------ Selected text ------

You can read the first part of this series here.
Our Mary, Right or Wrong
by ALEX CARNEVALE
Meeting the great influx of immigrants from Western Europe during and after the war changed Mary McCarthy's mind about American involvement in the conflict. She found herself in a new circle of intellectuals, many of whom were Jewish and had faced the horrors of fascism and communism firsthand. She began teaching at Bard College to support herself when checks from The New Yorker proved insufficient. She fell in with a New Yorker grunt, the twenty-five year old Bowden Broadwater, who was eight years Mary's junior, and he began visiting her at Bard on weekends. They eloped a year later — his first, and her third. As Gore Vidal once snidely put it, "Women like Mary marry for a purpose."

------ Supplied records ------

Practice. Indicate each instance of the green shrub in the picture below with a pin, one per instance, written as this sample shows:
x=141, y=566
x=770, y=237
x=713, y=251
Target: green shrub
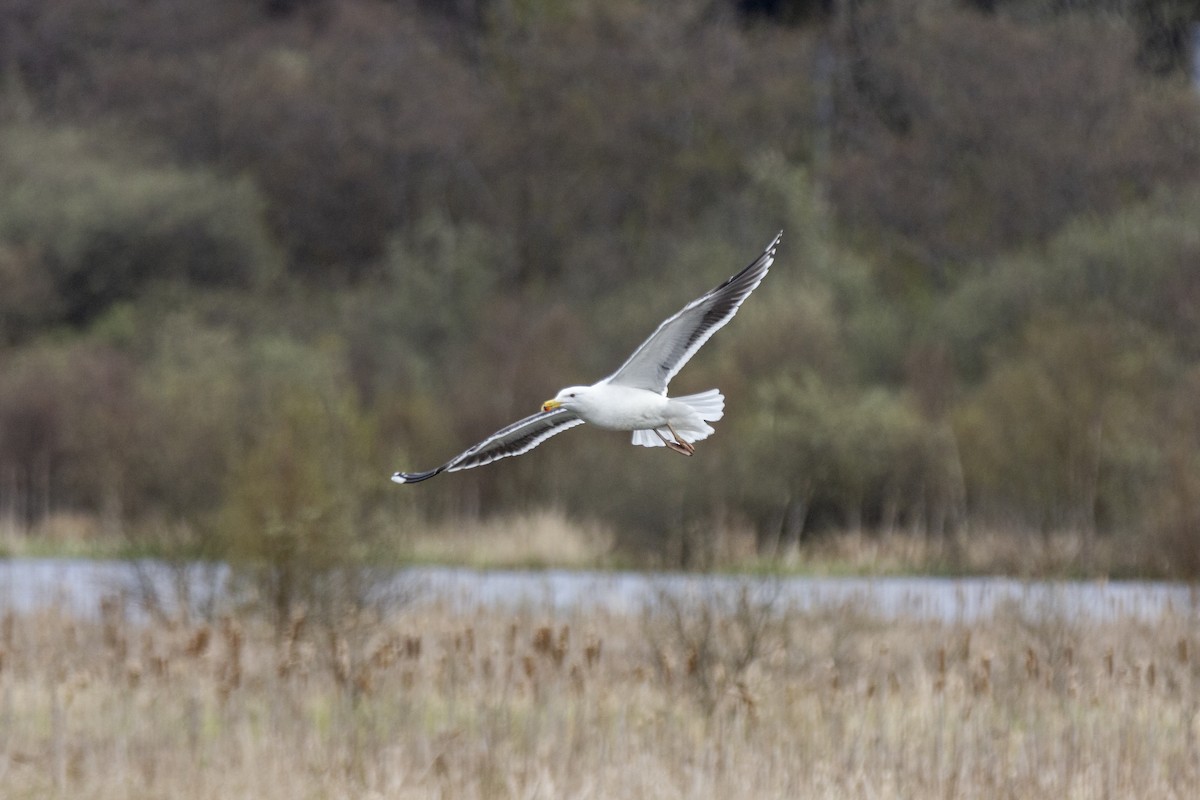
x=101, y=226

------

Instructions:
1. Using the passage on Mary McCarthy, say whether each statement agrees with it: (a) Bowden Broadwater was younger than McCarthy; (b) McCarthy took the teaching post at Bard College because her New Yorker checks fell short; (c) the elopement was Broadwater's third marriage. For each, answer yes or no and quote the deciding words of the passage.
2. Resume the passage on Mary McCarthy, picking up right after its final sentence.

Response list:
1.
(a) Yes: "who was eight years Mary's junior"
(b) Yes: "She began teaching at Bard College to support herself when checks from The New Yorker proved insufficient."
(c) No: "his first, and her third."

2.
For the first time in her life, Mary was both stable and happy. But her writing was soon to cause the trouble in her public life that has dissipated from her private one. Her take on the Partisan Review crowd, a novella titled The Oasis, incensed Saul Bellow and fellow Partisan Review contributor Harold Kaplan, who wrote that
Bellow and I spent half the night talking about Mary McCarthy's alleged story. Perhaps there is something an outraged masculine reaction involved (as I believe there was in much of the critical reaction to her first book) but we believe this thing is so vile, so perfect an example of everything that is nasty in New York and everything that is sterile in recent American writing, that we came to the conclusion that something should be done about it.
As usual, the males in her crowd proved to be the truly humorless ones, but that didn't account for the response to McCarthy's short novel completely. It was primarily that she had no problem with putting the people in her life in her writing, and that they were never flattered by her portraits of them. One person, however, called McCarthy's novel a gem. That was Hannah Arendt.
The two had met earlier, but Arendt had been shocked by what she perceived as sympathy for Hitler's desperate desire to be loved by the French during his occupation of Paris. After the publication of The Oasis, the two began a lifelong friendship. Although Arendt was mostly unknown at this time, the publication of her The Origins of Totalitarianism launched her into prominence in 1951 at the age of 45. A sexual relationship with Martin Heidegger was already in Hannah's past, and McCarthy was drawn to her worldliness and the fact that they seemed to agree on everything.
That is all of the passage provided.